§ Exercise tasks
**1.** In the restaurant recommendations article, who is credited with recommending Zinc?
**2.** Extract the passage of the restaurant recommendations article from "What you’ll find: This" up to and including "France in Philadelphia.".
**3.** Extend the restaurant recommendations article from where it stops.

§ Source passage
Hospitality Picks: Top Five Philly Restaurants You've Never Heard Of
February 19, 2014
Looking for someplace new to eat? Every month, in “Hospitality Picks,” DrexelNow will bring you five dining suggestions from Drexel’s hospitality, culinary and food science students, faculty and staff. In the first edition: contributors’ favorite under-the-radar spots.
Recommended by: Edward Bottone, assistant teaching professor and chef, Center for Hospitality and Sport Management.
What you’ll find: This enchanting little restaurant tucked away on south 11th Street is truly a treasure. Being the second restaurant of Olivier Desaintmartin (owner of Caribou Café), Zinc is exceptional. You can expect nothing less than exceptional, authentic French cuisine. It will charm you with its intimate setting, friendly service and excellent wine selection. Experience a little corner of France in Philadelphia.

[Stored items from a collection]
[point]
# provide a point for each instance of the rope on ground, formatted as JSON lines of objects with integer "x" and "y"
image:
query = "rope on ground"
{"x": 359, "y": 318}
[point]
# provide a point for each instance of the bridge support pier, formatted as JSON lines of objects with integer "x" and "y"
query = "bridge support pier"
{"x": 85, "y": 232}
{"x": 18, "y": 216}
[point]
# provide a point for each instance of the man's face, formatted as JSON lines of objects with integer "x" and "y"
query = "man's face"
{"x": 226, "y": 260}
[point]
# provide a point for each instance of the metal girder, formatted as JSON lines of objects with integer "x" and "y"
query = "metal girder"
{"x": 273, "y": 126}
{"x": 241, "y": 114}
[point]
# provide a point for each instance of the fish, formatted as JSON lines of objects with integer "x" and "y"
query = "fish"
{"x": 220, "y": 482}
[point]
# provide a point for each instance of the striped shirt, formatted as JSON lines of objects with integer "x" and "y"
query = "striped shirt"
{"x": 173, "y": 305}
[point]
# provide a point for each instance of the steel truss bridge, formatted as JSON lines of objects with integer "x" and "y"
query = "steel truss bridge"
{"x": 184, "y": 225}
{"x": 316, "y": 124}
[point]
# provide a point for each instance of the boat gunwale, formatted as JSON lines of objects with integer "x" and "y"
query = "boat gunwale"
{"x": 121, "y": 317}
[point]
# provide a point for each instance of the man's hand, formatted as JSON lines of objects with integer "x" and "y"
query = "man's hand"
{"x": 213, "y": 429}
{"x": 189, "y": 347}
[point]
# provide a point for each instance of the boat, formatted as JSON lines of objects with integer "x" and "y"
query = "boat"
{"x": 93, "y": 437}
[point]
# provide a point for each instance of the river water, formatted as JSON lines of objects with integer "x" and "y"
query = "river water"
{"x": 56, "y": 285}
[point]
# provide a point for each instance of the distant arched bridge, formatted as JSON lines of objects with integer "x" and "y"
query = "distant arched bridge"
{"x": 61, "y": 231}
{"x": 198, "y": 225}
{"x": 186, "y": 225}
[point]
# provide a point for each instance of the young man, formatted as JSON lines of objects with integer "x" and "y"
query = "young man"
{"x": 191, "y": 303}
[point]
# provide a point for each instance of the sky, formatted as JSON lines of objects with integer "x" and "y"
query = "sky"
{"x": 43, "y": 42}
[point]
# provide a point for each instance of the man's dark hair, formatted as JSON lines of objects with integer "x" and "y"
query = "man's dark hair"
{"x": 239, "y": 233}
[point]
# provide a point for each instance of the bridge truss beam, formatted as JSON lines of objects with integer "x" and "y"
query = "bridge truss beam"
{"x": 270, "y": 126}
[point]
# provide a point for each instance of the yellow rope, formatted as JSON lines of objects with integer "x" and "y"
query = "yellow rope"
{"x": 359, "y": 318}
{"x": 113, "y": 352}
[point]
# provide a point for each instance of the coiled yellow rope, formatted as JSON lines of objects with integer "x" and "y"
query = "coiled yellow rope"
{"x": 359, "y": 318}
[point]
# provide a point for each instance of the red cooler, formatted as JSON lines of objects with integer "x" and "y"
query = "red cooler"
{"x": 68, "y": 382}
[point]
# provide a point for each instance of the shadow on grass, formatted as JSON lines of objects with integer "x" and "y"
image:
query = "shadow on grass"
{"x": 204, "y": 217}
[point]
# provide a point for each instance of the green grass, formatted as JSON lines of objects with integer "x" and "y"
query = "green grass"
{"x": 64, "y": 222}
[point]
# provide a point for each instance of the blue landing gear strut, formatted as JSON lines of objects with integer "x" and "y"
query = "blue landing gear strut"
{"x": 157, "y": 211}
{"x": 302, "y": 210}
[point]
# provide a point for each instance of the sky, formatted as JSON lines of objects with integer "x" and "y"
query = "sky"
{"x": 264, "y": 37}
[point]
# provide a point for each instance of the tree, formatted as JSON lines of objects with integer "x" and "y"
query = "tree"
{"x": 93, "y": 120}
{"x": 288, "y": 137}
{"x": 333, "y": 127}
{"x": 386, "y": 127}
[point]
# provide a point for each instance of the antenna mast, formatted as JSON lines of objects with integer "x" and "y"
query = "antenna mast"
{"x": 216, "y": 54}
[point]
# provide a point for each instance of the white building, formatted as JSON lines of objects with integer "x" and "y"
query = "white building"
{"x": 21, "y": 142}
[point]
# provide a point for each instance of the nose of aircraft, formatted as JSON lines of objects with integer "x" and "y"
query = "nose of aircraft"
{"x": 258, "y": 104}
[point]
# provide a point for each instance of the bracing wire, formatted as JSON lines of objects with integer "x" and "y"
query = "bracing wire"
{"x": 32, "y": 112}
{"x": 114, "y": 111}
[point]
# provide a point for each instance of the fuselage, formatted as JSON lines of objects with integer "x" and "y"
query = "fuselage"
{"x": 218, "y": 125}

§ Task-by-task results
**1.** Edward Bottone, assistant teaching professor and chef at the Center for Hospitality and Sport Management.

**2.**
What you’ll find: This enchanting little restaurant tucked away on south 11th Street is truly a treasure. Being the second restaurant of Olivier Desaintmartin (owner of Caribou Café), Zinc is exceptional. You can expect nothing less than exceptional, authentic French cuisine. It will charm you with its intimate setting, friendly service and excellent wine selection. Experience a little corner of France in Philadelphia.

**3.**
Atmosphere: Small, intimate and romantic.
Favorite dish: Mussels or the goat cheese wrapped in “brick” (like phyllo) followed by Tuna Niçoise or (if it is snowing) cassoulet.
246 S. 11th St., zincbarphilly.com
Recommended by: Gabriel Aaron Mandel, a culinary arts student.
What you’ll find: No, he’s not talking about the country. This cozy little restaurant in Northeast Philly serves authentic and incredible Uzbekistani food. For those of you unfamiliar with this Central Asian cuisine, it is unique. “The country is right in the middle of the Middle East, Russia, India and China, and the cuisine is influenced by all of them,” Mandel said. “They have borscht, but they also use Indian spices. It’s the weirdest food you’ll ever eat. It’s fantastic!”
Atmosphere: Cozy and friendly. Mandel describes it as “Bring your own Grey Goose.”
Favorite dish: Manti (lamb and cumin dumplings with fried shallots and sour cream).
12012 Bustleton Ave., on Urban Spoon
Recommended by: Erica Friedman, program manager, Center for Hospitality and Sport Management.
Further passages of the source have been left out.